> **Job 1**
In the passage below on federal financial assistance, what is each agency directed to do first in seeking compliance with its requirements?

> **Supplied passage**
· · · ·

This title declares it to be the policy of the United States that discrimination on the ground of race, color, or national origin shall not occur in connection with programs and activities receiving Federal financial assistance and authorizes and directs the appropriate Federal departments and agencies to take action to carry out this policy. This title is not intended to apply to foreign assistance programs. Section 601 – This section states the general principle that no person in the United States shall be excluded from participation in or otherwise discriminated against on the ground of race, color, or national origin under any program or activity receiving Federal financial assistance.
Section 602 directs each Federal agency administering a program of Federal financial assistance by way of grant, contract, or loan to take action pursuant to rule, regulation, or order of general applicability to effectuate the principle of section 601 in a manner consistent with the achievement of the objectives of the statute authorizing the assistance. In seeking the effect compliance with its requirements imposed under this section, an agency is authorized to terminate or to refuse to grant or to continue assistance under a program to any recipient as to whom there has been an express finding pursuant to a hearing of a failure to comply with the requirements under that program, and it may also employ any other means authorized by law. However, each agency is directed first to seek compliance with its requirements by voluntary means.

· · · ·

(Stored items from a collection)
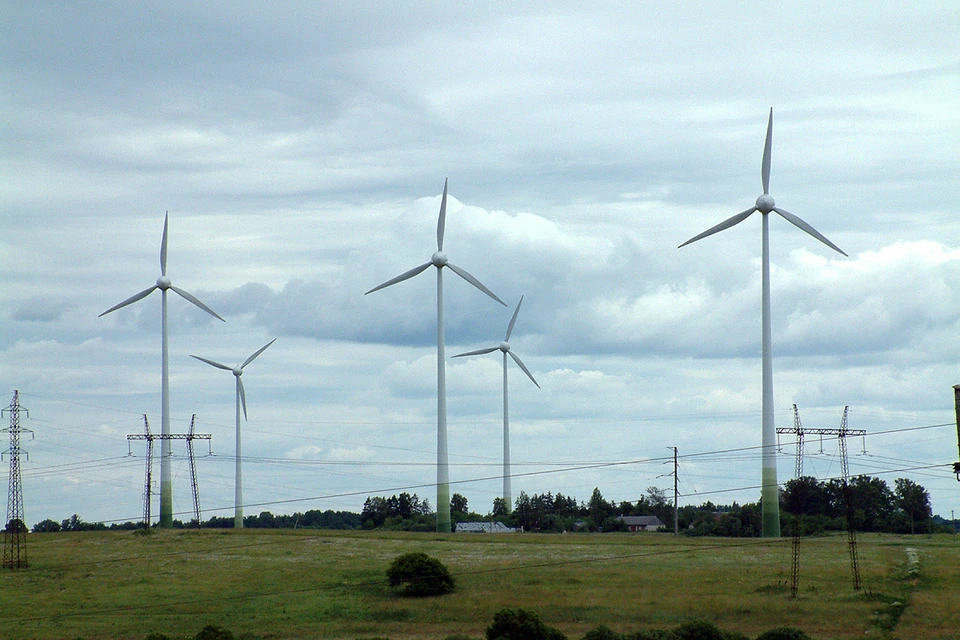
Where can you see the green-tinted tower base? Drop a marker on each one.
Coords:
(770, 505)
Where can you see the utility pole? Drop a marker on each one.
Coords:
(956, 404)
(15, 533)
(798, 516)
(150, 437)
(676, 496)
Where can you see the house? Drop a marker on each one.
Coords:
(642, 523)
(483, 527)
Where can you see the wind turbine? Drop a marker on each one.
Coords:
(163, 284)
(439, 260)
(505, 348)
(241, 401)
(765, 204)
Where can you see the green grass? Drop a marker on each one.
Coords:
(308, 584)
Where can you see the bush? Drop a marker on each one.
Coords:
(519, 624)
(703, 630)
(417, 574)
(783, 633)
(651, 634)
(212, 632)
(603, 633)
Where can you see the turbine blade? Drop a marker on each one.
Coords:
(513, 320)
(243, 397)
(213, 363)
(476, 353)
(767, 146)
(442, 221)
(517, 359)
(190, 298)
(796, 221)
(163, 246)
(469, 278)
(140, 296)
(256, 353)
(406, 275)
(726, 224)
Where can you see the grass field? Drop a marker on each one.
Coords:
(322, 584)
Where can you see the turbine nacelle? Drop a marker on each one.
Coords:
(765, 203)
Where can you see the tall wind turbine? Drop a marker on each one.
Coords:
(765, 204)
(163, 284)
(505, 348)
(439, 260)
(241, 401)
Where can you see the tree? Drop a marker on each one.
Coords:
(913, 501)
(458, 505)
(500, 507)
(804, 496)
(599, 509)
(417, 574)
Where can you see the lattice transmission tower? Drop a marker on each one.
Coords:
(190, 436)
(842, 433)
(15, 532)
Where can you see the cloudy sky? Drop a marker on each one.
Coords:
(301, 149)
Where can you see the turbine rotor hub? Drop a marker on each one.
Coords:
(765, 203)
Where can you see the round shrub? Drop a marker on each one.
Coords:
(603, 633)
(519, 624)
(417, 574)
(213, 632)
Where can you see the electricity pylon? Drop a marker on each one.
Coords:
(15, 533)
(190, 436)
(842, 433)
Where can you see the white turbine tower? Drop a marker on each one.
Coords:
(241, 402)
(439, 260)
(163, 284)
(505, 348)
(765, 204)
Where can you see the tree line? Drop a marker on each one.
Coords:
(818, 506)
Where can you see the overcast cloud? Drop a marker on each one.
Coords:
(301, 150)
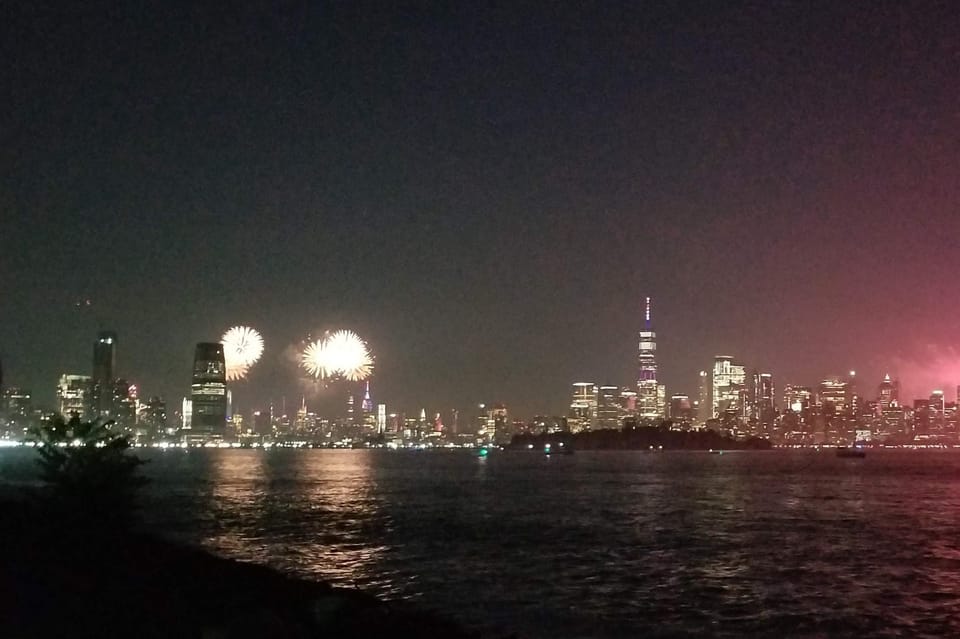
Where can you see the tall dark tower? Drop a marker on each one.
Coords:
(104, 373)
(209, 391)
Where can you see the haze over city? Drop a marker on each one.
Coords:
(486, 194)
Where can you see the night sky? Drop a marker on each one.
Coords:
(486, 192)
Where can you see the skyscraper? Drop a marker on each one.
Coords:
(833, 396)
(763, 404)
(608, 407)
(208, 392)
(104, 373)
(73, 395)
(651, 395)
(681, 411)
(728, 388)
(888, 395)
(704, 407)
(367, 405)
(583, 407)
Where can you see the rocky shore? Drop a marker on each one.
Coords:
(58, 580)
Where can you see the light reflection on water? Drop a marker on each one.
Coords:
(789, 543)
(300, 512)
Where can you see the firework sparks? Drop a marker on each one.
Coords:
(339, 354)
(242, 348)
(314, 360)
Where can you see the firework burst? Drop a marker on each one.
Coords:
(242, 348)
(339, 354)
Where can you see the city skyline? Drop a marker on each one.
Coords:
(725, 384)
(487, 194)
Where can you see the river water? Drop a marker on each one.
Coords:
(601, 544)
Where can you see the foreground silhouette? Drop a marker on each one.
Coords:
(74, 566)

· · · ·

> **Job 2**
Print, unchanged, every line of the listing from the one containing "Where can you see the foreground" down to the end of the listing.

> **Task solution 1**
Each agency is directed first to seek compliance with its requirements by voluntary means.

> **Task solution 2**
Where can you see the foreground silhouette? Drop a marker on each one.
Coords:
(74, 566)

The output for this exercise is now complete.